─── Provided text

Background
I’ve been looking into the new Microsoft Synchronization Framework, specifically, providers for databases.
Visual Studio 2008 has a new project item type, “Local Database Cache”, not to be confused with “Local Database” which is for the SQL Server Compact edition database synchronization. The compact database doesn’t allow foreign key relationships; therefore, it doesn’t suit my needs. While Microsoft is working on a designer for an Express edition, I plug on.
The data that is retrieved from the master table needs to be retrieved in an order that doesn’t violate foreign key constraints. The understanding is that we are working down the happy path of software development. The Synchronization Framework will handle the cases where there are errors due to other issues that don’t involve the order of the data retrieved.
The purpose of this article is to provide a way of sorting database tables based on the foreign key relationships that exist within the database.
Sorting Algorithm
The following is part of the AdventureWorks sample database from Microsoft. The diagram shows the basic fields and the foreign key relationships between some of the tables.
After four attempts at trying to sort tables, I came up with an algorithm that I believe works well. It is based on the principle that each table falls into one of the following categories:
- None – The table is not reference by another table and it does not reference another table.
- Referenced By – The table is referenced by another table.
- Both – The table is referenced by tables and references other tables.
- References – The table only references other tables.

──────
─── Provided data

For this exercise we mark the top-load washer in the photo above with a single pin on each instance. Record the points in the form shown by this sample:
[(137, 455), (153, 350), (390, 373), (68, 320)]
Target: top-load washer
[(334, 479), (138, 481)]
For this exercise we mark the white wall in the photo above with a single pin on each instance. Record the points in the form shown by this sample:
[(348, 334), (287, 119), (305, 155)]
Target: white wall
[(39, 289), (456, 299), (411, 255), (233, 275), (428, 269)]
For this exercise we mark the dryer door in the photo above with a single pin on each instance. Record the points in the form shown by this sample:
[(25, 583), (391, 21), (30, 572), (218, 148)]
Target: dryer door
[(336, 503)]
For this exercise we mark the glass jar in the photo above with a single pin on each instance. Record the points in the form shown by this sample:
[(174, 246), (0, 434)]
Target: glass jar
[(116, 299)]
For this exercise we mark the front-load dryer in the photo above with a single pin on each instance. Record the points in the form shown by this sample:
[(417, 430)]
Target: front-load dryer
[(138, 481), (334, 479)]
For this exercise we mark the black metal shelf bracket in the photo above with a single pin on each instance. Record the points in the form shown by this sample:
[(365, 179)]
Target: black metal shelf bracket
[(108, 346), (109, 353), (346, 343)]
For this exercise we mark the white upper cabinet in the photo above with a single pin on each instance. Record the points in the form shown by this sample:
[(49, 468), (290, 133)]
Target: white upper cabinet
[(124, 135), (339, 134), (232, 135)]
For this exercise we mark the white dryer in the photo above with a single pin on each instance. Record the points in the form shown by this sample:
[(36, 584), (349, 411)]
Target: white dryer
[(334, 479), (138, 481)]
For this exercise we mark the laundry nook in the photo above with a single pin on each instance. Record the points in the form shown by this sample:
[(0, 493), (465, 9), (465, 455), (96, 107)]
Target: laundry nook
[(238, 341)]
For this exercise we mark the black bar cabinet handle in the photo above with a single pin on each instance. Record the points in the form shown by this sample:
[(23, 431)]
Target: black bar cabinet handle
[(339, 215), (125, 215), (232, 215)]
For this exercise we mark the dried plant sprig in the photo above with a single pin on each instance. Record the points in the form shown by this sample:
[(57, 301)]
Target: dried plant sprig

──────

_To-do list:_
1. Answer these questions from the article on sorting database tables:
(a) Which project item type in Visual Studio 2008 is for SQL Server Compact edition database synchronization?
(b) Which Microsoft sample database is the diagram part of?
(c) Which category holds a table that only references other tables?
2. Render the entries as a numbered list, starting with the line with "For this exercise we mark the white wall" and going on through the line with "[(336, 503)]", both included, and leave out blank lines.
The article on sorting database tables and the entries have no connection to each other.

_Solved tasks:_
1.
(a) Local Database
(b) AdventureWorks
(c) References

2.
1. For this exercise we mark the white wall in the photo above with a single pin on each instance. Record the points in the form shown by this sample:
2. [(348, 334), (287, 119), (305, 155)]
3. Target: white wall
4. [(39, 289), (456, 299), (411, 255), (233, 275), (428, 269)]
5. For this exercise we mark the dryer door in the photo above with a single pin on each instance. Record the points in the form shown by this sample:
6. [(25, 583), (391, 21), (30, 572), (218, 148)]
7. Target: dryer door
8. [(336, 503)]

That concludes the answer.